"""

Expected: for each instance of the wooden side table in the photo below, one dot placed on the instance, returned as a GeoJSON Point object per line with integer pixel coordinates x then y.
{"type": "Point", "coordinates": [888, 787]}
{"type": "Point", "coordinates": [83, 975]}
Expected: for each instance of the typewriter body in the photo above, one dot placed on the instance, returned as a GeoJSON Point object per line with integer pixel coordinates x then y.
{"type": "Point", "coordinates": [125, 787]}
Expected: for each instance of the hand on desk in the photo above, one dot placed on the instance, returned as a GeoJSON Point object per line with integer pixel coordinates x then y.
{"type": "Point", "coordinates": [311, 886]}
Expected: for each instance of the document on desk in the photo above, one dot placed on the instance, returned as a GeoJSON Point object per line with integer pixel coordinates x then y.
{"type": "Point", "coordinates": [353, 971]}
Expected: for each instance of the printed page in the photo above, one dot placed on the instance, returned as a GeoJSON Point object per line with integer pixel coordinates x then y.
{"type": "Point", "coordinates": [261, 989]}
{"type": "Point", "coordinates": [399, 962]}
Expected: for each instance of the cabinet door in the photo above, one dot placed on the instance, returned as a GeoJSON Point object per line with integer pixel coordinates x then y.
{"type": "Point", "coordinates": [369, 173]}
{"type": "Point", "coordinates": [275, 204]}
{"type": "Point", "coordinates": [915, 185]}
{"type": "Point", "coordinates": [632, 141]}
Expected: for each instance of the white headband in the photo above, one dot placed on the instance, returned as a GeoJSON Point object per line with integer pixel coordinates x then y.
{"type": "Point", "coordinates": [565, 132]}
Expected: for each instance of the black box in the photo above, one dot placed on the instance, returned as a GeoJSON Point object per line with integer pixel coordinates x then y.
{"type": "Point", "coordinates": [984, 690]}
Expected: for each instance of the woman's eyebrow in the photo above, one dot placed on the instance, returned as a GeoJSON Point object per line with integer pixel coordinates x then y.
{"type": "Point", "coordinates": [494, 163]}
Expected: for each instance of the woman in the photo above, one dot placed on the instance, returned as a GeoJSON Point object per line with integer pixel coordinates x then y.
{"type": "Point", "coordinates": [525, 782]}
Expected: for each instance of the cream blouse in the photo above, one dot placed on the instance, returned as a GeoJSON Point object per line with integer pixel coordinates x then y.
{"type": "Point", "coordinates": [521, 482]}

"""

Task brief — Your answer should consist of every entry, repeated exactly.

Exercise response —
Expected: for each instance of the wooden side table in the photo below, one dot placed on the instance, returned as a GeoJSON Point object per line with integer pixel coordinates x then y.
{"type": "Point", "coordinates": [888, 787]}
{"type": "Point", "coordinates": [83, 975]}
Expected: for each instance of the typewriter body in the photo above, one dot placed on the instance, returned as a GeoJSON Point object per line with integer pixel coordinates x then y.
{"type": "Point", "coordinates": [125, 787]}
Expected: for each instance of the hand on desk in the photo above, one dot placed on the instance, returned as a GeoJSON Point object per line with integer pixel coordinates x then y.
{"type": "Point", "coordinates": [311, 886]}
Expected: for each instance of the document on desk in the photo above, one dot placed on the instance, returned as a GeoJSON Point object per line with integer pixel coordinates x then y.
{"type": "Point", "coordinates": [353, 971]}
Expected: for each instance of the printed page in the photo above, one dot placed on the instance, returned as a GeoJSON Point object per line with integer pixel coordinates x then y.
{"type": "Point", "coordinates": [261, 989]}
{"type": "Point", "coordinates": [399, 962]}
Expected: for each instance of the cabinet door in the photo above, one dot placed on the instance, returned as a GeoJSON Point object per line with integer pixel coordinates x then y.
{"type": "Point", "coordinates": [369, 173]}
{"type": "Point", "coordinates": [275, 204]}
{"type": "Point", "coordinates": [915, 185]}
{"type": "Point", "coordinates": [632, 141]}
Expected: for each instance of the white headband in the photo above, one dot placed on the instance, returned as a GeoJSON Point object per line with integer pixel coordinates x then y.
{"type": "Point", "coordinates": [565, 132]}
Expected: for each instance of the black box in the photo above, one dot placed on the instance, returned as a GeoJSON Point object per line with integer pixel coordinates x then y.
{"type": "Point", "coordinates": [984, 690]}
Expected: for each instance of the woman's eyebrow in the photo above, one dot placed on the instance, returned as a GeoJSON Point object per line with integer pixel coordinates x then y.
{"type": "Point", "coordinates": [494, 163]}
Expected: for each instance of the woman in the photo above, one dot placed on the instance, returned as a GeoJSON Point object per line with integer pixel coordinates x then y.
{"type": "Point", "coordinates": [525, 782]}
Expected: for each instance of the cream blouse in the photo above, one dot placed on the instance, returned as a GeoJSON Point object per line with integer pixel coordinates x then y.
{"type": "Point", "coordinates": [521, 482]}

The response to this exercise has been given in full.